#### EXERCISE PROMPT
Each record is to be repeated exactly as it stands below.

#### GIVEN INFORMATION

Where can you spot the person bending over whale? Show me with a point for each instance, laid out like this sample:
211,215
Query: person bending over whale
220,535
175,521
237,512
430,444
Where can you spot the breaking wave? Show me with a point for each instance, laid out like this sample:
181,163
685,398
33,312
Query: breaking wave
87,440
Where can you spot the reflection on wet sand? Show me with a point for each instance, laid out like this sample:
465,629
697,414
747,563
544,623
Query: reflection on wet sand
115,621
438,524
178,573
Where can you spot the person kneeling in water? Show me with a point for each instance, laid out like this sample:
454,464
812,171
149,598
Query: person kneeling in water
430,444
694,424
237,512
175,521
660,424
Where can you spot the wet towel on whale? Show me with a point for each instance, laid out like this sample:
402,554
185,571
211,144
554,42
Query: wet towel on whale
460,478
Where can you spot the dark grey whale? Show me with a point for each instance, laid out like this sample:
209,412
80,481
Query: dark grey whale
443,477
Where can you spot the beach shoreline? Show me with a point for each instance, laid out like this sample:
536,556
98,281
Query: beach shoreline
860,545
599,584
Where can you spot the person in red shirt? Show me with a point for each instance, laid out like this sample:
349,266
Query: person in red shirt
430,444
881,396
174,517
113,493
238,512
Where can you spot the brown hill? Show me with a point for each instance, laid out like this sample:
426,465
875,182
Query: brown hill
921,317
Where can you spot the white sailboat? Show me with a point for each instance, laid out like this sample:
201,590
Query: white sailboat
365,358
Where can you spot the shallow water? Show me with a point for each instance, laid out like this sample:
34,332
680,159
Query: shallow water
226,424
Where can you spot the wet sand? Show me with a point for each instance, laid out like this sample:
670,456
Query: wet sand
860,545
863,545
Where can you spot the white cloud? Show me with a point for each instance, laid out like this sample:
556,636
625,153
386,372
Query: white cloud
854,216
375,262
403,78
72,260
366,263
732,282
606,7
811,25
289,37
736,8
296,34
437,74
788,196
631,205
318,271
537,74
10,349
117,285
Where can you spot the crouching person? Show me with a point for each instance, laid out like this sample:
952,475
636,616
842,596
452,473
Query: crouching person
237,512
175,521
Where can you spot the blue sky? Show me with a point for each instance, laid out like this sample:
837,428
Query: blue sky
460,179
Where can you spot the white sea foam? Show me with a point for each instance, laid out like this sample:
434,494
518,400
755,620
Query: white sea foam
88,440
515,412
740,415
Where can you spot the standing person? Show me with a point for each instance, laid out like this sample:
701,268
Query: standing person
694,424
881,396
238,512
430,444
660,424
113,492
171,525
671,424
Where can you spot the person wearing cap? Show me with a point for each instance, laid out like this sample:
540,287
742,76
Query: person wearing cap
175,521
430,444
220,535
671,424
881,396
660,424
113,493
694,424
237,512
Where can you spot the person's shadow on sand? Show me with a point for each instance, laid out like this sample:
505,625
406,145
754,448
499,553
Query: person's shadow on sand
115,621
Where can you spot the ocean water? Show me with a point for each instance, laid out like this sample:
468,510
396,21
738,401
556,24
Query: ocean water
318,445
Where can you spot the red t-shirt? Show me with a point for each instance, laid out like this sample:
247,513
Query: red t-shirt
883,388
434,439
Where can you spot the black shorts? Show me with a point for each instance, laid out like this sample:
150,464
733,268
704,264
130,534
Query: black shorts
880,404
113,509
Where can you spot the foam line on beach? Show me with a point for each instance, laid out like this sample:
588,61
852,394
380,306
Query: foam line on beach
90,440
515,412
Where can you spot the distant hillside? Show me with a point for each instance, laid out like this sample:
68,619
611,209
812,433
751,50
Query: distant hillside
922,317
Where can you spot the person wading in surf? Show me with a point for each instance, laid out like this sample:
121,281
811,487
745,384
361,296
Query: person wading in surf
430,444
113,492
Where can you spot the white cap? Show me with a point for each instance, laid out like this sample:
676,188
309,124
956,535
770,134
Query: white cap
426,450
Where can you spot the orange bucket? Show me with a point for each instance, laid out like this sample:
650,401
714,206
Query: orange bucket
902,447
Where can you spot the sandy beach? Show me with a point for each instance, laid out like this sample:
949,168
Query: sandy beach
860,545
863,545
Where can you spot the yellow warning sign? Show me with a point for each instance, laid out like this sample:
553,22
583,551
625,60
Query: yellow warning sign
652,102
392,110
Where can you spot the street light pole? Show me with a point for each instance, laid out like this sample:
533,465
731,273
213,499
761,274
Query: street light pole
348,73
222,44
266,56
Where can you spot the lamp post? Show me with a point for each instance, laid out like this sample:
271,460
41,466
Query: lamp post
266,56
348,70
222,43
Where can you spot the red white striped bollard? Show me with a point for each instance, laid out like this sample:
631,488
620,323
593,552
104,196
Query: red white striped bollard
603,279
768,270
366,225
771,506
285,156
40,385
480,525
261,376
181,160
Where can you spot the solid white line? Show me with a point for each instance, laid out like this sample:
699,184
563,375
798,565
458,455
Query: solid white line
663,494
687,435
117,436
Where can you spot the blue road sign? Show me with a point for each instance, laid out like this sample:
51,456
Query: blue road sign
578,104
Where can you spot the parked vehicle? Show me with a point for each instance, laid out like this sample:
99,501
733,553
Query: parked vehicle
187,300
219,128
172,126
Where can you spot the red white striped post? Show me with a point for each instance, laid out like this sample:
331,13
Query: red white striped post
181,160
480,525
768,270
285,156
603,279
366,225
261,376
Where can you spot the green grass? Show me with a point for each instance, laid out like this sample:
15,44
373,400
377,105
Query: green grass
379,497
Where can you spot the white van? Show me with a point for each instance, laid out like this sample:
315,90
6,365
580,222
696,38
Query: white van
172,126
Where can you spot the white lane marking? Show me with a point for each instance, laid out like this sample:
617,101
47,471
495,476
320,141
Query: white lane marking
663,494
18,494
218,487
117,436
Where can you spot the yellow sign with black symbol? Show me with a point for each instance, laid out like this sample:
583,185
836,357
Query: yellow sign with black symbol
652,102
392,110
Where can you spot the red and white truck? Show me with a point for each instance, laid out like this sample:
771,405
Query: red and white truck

#### TASK RESULT
Where can you spot the person bending over whale? Show me with a point for each instance, laid out like this sample:
211,215
Query: person bending over whale
220,535
175,521
237,512
430,444
Where can you spot the breaking wave? Show me with a point for each instance, laid out like this sample:
181,163
685,398
33,312
Query: breaking wave
87,440
Where can you spot the reflection on wet sand? Show me with a point for each instance, laid out like this sample:
465,629
697,414
747,563
544,623
Query: reflection on wet sand
115,621
438,524
178,573
Where can you spot the person kneeling in water? Show me with a point for each instance, laid out like this sample:
454,464
812,171
149,598
Query: person kneeling in water
430,444
694,424
237,512
175,521
660,424
Where can you spot the wet towel on whale? Show me with a point for each instance, laid out like this sample:
402,554
185,571
211,144
554,42
Query: wet towel on whale
460,478
Where can you spot the dark grey whale? Show me with a point for each instance, laid out like this sample:
209,412
80,481
Query: dark grey whale
443,477
Where can you spot the beach shoreline? Show me with a point for each instance, laid out like this sample:
536,556
98,281
Query: beach shoreline
860,545
599,584
Where can you spot the person in red shirt? Show me with a point for each instance, laid out like this sample:
349,266
Query: person in red shirt
430,444
881,396
174,517
113,493
238,512
Where can you spot the brown hill? Show me with a point for each instance, laid out like this sample:
426,465
875,182
Query: brown hill
921,317
Where can you spot the white sailboat? Show me with a point for each instance, laid out like this sample:
201,590
Query: white sailboat
365,358
Where can you spot the shallow water? Show me with a point for each instance, laid out like this sample:
34,332
680,159
Query: shallow water
226,424
Where can you spot the wet sand? Show me with a point for each instance, laid out like this sample:
670,456
Query: wet sand
860,545
863,545
Where can you spot the white cloud? Show me with a point for each instance, laid out like this sample:
556,636
625,153
386,372
Query: white cloud
854,216
375,262
403,78
72,260
366,263
732,282
606,7
811,25
289,37
736,8
296,34
437,74
788,196
631,205
318,271
537,74
10,349
117,285
Where can you spot the crouching person? Show me with a point for each instance, laid out like this sample:
952,475
636,616
842,596
452,473
Query: crouching person
237,512
175,521
Where can you spot the blue sky? Show me with a point for each instance, laid out like this sample:
837,428
Query: blue sky
460,179
Where can you spot the white sea foam? Show me with a point for each instance, laid out like this sample:
434,494
518,400
755,620
Query: white sea foam
88,440
515,412
740,415
Where can you spot the standing person? Show me with a point for each instance, laid out like this sample:
701,268
Query: standing person
694,424
881,396
238,512
430,444
660,424
113,492
171,525
671,424
Where can you spot the person wearing cap? Show me with a point for each instance, laid out like this sample:
540,287
742,76
Query: person wearing cap
175,521
430,444
220,535
671,424
881,396
660,424
113,493
694,424
237,512
Where can you spot the person's shadow on sand? Show me with a point for each instance, laid out like this sample:
505,625
406,145
754,448
499,553
Query: person's shadow on sand
115,621
Where can you spot the ocean water? Show me with a point for each instance, laid out like this sample:
468,510
396,21
738,401
556,24
Query: ocean water
318,445
Where can you spot the red t-shirt? Show me with a point for each instance, laid out like this sample:
247,513
Query: red t-shirt
883,388
434,439
Where can you spot the black shorts? Show me with a point for each instance, laid out like this sample:
150,464
733,268
704,264
130,534
Query: black shorts
880,404
113,509
Where can you spot the foam line on beach? Show me with a point for each instance, laid out like this sample:
588,61
852,394
380,306
Query: foam line on beach
90,440
515,412
Where can you spot the distant hillside? Show me with a point for each instance, laid out like this sample:
68,619
611,209
812,433
751,50
Query: distant hillside
922,317
Where can you spot the person wading in surf? Show me with a point for each instance, laid out like this sample:
121,281
811,487
745,384
361,296
Query: person wading in surf
430,444
113,492
Where can you spot the white cap? Show me with a point for each instance, laid out like this sample:
676,188
309,124
956,535
770,134
Query: white cap
426,450
Where can you spot the orange bucket? Show me with a point for each instance, laid out like this sample:
650,401
714,206
Query: orange bucket
902,447
Where can you spot the sandy beach? Show me with a point for each instance, laid out like this sample:
949,168
Query: sandy beach
860,545
863,545
Where can you spot the yellow warning sign? Show me with a point for each instance, laid out like this sample:
553,22
583,551
625,60
Query: yellow warning sign
652,102
392,110
Where can you spot the street light pole? Show me with a point for each instance, laid out like this sample:
533,465
731,273
213,499
761,274
Query: street light pole
348,73
222,44
266,56
Where can you spot the lamp post? Show me with a point for each instance, laid out like this sample:
271,460
41,466
Query: lamp post
266,56
348,70
222,43
Where can you spot the red white striped bollard? Show me with a point for each instance, laid out like this sample:
631,488
620,323
593,552
104,196
Query: red white striped bollard
603,279
768,270
366,225
771,506
285,156
40,385
480,525
261,376
181,160
Where can you spot the solid white line? Show me with a point for each instance, laid out like this sample:
699,184
563,375
798,565
458,455
Query: solid white line
663,494
687,435
117,436
Where can you spot the blue road sign? Show me with a point for each instance, laid out like this sample:
51,456
Query: blue road sign
578,104
Where can you spot the parked vehicle? Show me with a point for each instance, laid out like this sample:
99,501
733,553
Query: parked vehicle
187,300
219,128
172,126
Where can you spot the red white striped post? Show me with a point for each instance, laid out like this sample:
331,13
Query: red white striped post
181,160
480,525
768,270
285,156
603,279
366,225
261,376
Where can you spot the green grass? Show me with a point for each instance, laid out like this sample:
15,44
373,400
377,105
Query: green grass
379,497
Where can you spot the white van? Show me with a point for each instance, laid out like this sample:
315,90
6,365
580,222
696,38
Query: white van
172,126
Where can you spot the white lane marking? Show me with a point for each instance, laid out like this sample:
617,101
47,471
495,476
320,141
Query: white lane marking
663,494
18,494
218,487
117,436
Where can you spot the yellow sign with black symbol? Show me with a point for each instance, laid out like this sample:
583,185
836,357
Query: yellow sign with black symbol
652,102
392,110
Where can you spot the red and white truck? Show me with a point for each instance, laid out like this sample:
771,405
Query: red and white truck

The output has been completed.